Task: Write out exactly the lines running from the line that includes "Question. Place a dot on every instance of the haze" to the end of the data, both ends included, and nothing besides.

-- BEGIN Stored rows --

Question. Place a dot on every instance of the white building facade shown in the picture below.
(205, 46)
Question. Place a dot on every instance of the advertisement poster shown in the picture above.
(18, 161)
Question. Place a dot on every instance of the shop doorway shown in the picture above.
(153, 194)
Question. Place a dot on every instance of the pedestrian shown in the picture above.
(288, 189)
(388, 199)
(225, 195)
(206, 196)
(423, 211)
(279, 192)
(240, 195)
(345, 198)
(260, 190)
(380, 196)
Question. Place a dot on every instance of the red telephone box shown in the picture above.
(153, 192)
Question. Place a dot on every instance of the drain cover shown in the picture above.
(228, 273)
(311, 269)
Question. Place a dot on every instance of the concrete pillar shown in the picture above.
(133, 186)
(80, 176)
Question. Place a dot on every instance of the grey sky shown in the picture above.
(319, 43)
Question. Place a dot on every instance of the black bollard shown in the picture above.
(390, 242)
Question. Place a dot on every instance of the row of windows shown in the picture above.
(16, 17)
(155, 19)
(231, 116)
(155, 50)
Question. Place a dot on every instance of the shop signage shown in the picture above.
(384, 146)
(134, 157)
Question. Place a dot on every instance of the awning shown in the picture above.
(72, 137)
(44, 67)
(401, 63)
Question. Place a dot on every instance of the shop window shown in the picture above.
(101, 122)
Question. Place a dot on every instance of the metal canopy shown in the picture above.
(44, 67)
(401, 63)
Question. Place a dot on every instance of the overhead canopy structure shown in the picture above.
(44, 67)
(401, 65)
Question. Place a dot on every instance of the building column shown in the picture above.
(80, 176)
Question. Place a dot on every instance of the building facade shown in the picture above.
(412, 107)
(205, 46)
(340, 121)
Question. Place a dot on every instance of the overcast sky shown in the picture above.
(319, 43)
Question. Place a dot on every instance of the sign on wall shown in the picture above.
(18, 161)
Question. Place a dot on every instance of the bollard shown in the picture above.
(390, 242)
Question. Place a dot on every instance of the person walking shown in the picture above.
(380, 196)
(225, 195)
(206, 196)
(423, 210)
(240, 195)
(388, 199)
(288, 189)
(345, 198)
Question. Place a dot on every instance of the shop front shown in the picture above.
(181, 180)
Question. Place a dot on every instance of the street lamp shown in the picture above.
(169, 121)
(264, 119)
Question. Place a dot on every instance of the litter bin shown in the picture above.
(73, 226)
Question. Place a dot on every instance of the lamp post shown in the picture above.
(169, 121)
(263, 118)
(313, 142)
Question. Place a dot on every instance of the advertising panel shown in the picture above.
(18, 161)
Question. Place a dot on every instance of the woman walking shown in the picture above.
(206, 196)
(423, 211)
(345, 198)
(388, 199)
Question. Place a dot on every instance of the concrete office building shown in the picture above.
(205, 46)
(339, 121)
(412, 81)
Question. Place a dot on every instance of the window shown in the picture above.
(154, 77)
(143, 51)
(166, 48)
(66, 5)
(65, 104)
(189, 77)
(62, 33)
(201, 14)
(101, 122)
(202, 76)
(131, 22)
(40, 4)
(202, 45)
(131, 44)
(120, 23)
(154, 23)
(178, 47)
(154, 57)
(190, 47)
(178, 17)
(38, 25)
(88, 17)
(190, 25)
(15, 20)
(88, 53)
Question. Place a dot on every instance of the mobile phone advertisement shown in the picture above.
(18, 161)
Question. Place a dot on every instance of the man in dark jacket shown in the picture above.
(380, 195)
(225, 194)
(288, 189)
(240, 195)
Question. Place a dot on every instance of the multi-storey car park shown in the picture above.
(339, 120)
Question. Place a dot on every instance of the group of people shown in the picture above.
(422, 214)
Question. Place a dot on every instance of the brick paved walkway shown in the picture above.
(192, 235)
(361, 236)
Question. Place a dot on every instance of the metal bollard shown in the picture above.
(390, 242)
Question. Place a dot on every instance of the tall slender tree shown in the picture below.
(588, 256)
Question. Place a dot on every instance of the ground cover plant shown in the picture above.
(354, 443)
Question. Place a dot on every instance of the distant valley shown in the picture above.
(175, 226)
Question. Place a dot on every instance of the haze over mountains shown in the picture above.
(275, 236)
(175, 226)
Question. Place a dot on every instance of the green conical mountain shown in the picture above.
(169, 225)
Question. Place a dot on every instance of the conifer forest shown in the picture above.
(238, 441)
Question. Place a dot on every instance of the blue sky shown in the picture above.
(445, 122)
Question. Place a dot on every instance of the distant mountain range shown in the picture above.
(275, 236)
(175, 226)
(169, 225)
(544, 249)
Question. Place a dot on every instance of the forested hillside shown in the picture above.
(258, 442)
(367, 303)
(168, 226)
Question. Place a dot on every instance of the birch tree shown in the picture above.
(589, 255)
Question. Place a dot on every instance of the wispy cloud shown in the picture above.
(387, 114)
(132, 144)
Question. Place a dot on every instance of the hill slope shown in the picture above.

-- END Stored rows --

Task answer:
Question. Place a dot on every instance of the haze over mountains shown in the picture above.
(275, 236)
(175, 226)
Question. Place a dot on every instance of the green conical mountain shown in the picture above.
(169, 225)
Question. Place a dot on every instance of the conifer forest shown in the picture above.
(238, 441)
Question. Place a dot on every instance of the blue sky shown in the picture above.
(445, 122)
Question. Place a dot on every instance of the distant mountain range shown in the picture above.
(275, 236)
(175, 226)
(169, 225)
(544, 249)
Question. Place a dot on every instance of the forested hillside shown in the picture above.
(258, 442)
(367, 303)
(168, 226)
Question. Place a dot on every instance of the birch tree shown in the picture above.
(589, 255)
Question. Place a dot on every instance of the wispy cloud shown in the picture above.
(387, 114)
(132, 144)
Question. Place a dot on every instance of the hill slope shown in the picture above.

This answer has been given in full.